[DIRECTIONS FOR THIS TASK]: Once you have read the entries below, write them all out again exactly.

[GIVEN RECORDS]:
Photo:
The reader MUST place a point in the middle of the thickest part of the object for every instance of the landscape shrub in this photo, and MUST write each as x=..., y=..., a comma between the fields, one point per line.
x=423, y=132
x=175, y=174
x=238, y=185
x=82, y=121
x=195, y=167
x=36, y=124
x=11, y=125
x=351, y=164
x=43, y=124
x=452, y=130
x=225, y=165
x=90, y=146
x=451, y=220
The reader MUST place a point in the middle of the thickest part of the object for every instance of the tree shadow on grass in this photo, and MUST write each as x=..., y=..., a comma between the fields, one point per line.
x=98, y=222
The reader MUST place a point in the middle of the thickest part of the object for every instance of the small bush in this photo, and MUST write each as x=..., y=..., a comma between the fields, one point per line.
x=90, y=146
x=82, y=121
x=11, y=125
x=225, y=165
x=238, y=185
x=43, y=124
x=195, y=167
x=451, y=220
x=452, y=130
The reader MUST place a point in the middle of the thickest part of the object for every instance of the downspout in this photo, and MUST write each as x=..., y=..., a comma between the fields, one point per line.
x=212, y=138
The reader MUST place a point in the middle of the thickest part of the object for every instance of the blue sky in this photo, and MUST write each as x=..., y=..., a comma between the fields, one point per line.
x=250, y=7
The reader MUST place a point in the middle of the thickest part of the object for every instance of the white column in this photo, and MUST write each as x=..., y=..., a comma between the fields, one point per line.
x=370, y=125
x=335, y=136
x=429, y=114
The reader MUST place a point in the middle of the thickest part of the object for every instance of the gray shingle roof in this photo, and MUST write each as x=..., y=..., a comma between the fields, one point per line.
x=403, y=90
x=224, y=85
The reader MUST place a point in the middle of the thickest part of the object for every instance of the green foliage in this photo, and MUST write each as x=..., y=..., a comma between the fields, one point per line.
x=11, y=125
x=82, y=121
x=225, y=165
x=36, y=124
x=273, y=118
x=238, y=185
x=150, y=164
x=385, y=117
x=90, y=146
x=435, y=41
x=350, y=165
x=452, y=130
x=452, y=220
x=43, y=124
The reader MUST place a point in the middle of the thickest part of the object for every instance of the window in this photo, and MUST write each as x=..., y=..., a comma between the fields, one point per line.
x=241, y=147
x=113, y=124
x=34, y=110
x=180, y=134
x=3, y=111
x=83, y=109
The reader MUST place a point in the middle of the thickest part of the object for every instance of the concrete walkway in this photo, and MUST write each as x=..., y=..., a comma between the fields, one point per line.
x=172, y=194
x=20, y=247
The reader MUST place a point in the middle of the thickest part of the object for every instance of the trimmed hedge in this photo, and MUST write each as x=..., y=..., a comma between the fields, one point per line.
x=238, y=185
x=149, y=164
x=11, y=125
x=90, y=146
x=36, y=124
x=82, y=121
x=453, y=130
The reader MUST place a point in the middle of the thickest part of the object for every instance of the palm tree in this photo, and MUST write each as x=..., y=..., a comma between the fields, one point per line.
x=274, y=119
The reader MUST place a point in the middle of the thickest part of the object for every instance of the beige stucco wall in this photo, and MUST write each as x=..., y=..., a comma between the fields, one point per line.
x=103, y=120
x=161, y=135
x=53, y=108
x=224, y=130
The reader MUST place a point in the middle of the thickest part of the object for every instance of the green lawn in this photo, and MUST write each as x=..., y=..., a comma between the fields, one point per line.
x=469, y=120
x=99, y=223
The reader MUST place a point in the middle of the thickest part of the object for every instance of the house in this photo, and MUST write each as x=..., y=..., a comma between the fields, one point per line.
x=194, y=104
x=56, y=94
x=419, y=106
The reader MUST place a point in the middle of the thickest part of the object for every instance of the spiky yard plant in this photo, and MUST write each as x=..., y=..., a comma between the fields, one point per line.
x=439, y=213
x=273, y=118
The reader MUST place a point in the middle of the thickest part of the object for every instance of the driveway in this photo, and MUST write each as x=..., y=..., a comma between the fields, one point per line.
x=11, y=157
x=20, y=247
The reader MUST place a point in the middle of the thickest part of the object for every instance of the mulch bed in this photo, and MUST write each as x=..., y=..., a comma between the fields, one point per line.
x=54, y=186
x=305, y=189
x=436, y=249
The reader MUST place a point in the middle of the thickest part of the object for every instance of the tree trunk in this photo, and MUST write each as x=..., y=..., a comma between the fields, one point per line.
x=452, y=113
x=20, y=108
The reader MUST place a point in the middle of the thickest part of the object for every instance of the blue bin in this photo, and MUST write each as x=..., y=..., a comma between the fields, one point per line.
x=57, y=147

[PROBLEM SOLUTION]:
Photo:
The reader MUST place a point in the middle of the thickest part of the object for every instance of the landscape shrub in this photo, and MUST write each as x=..., y=..., a comma between the fields, one point per line.
x=423, y=132
x=175, y=174
x=238, y=185
x=82, y=121
x=195, y=167
x=36, y=124
x=11, y=125
x=351, y=164
x=43, y=124
x=452, y=130
x=225, y=165
x=90, y=146
x=451, y=220
The reader MUST place a point in the middle of the thickest part of the object for every instance of the tree shadow on grass in this photo, and MUST write each as x=..., y=..., a comma between the fields, one point per line.
x=98, y=222
The reader MUST place a point in the middle of the thickest part of the object for every instance of the small bush in this photo, and MUST write each as x=..., y=..., a comma between the fields, one point per line.
x=90, y=146
x=82, y=121
x=11, y=125
x=225, y=165
x=238, y=185
x=43, y=124
x=195, y=167
x=451, y=220
x=452, y=130
The reader MUST place a point in the middle of the thickest part of the object for every instance of the downspout in this photo, and MUST write each as x=..., y=..., a comma between the fields, one point per line.
x=212, y=138
The reader MUST place a point in the middle of the thickest part of the object for every instance of the blue sky in this photo, and MUST write each as x=..., y=..., a comma between the fields, one point per line.
x=250, y=7
The reader MUST place a point in the middle of the thickest part of the object for every instance of the white column in this photo, and MUST write each as x=..., y=..., a comma between the fields, one point per line.
x=370, y=125
x=335, y=136
x=429, y=114
The reader MUST place a point in the middle of the thickest part of the object for every instance of the gray shingle roof in this photo, and MUST write each as x=..., y=..., a comma between the fields, one point per line.
x=403, y=90
x=224, y=85
The reader MUST place a point in the middle of the thickest part of the object for every instance of the green foliage in this photo, and MUST write each as x=..., y=..., a comma between the fields, one point per line.
x=11, y=125
x=82, y=121
x=225, y=165
x=36, y=124
x=273, y=118
x=238, y=185
x=150, y=164
x=385, y=117
x=90, y=146
x=435, y=41
x=350, y=165
x=452, y=130
x=452, y=220
x=43, y=124
The reader MUST place a point in the middle of the thickest part of the object for every instance of the window in this photo, and MUST write each as x=..., y=..., a comma between the fields, one point per line.
x=241, y=147
x=113, y=124
x=34, y=110
x=180, y=134
x=3, y=111
x=83, y=109
The reader MUST place a point in the middle of the thickest part of the object for every instance of the concrete walkway in this photo, and MUST write each as x=..., y=..., a comma between the fields, one point per line.
x=172, y=194
x=20, y=247
The reader MUST place a point in the middle of the thickest part of the object for every instance of the trimmed hedge in this photo, and MUST write each as x=..., y=..., a comma between the fields, one point per line.
x=238, y=185
x=149, y=164
x=11, y=125
x=90, y=146
x=36, y=124
x=82, y=121
x=453, y=130
The reader MUST place a point in the middle of the thickest part of the object for every instance of the palm tree in this photo, and MUST write each as x=..., y=..., a comma between the fields, one point per line.
x=274, y=119
The reader MUST place a point in the middle of the thickest part of the object for every instance of the beige stucco wall in this photo, and MUST write each as x=..., y=..., a comma between the fields, one point per line.
x=103, y=120
x=161, y=135
x=53, y=108
x=224, y=130
The reader MUST place a point in the middle of the thickest part of the object for every instance of the green lawn in this photo, and MUST write each as x=..., y=..., a comma between the fields, one point per line.
x=469, y=120
x=99, y=223
The reader MUST place a point in the middle of the thickest part of the object for every instance of the house in this photo, and MUST write each as x=..., y=..., a comma between the fields, one point per line.
x=194, y=104
x=56, y=94
x=419, y=106
The reader MUST place a point in the middle of the thickest part of the object for every instance of the spiky yard plant in this photo, and MUST write each as x=..., y=..., a comma between the fields, one point per line.
x=439, y=213
x=273, y=118
The reader MUST place a point in the middle of the thickest part of the object for every instance of the driveway in this photo, and MUST write each as x=..., y=..., a comma between the fields, one point per line.
x=11, y=157
x=20, y=247
The reader MUST place a point in the middle of the thickest part of the object for every instance of the mulch bed in this photo, and MUST write each as x=..., y=..., a comma between the fields, one point per line.
x=54, y=186
x=305, y=189
x=436, y=249
The reader MUST place a point in the middle of the thickest part of the object for every instance of the tree trunk in this photo, and MUST write each as x=..., y=..., a comma between the fields, one point per line.
x=452, y=113
x=20, y=108
The reader MUST place a point in the middle of the thickest part of the object for every instance of the blue bin in this photo, and MUST write each as x=..., y=..., a comma between the fields, one point per line.
x=57, y=147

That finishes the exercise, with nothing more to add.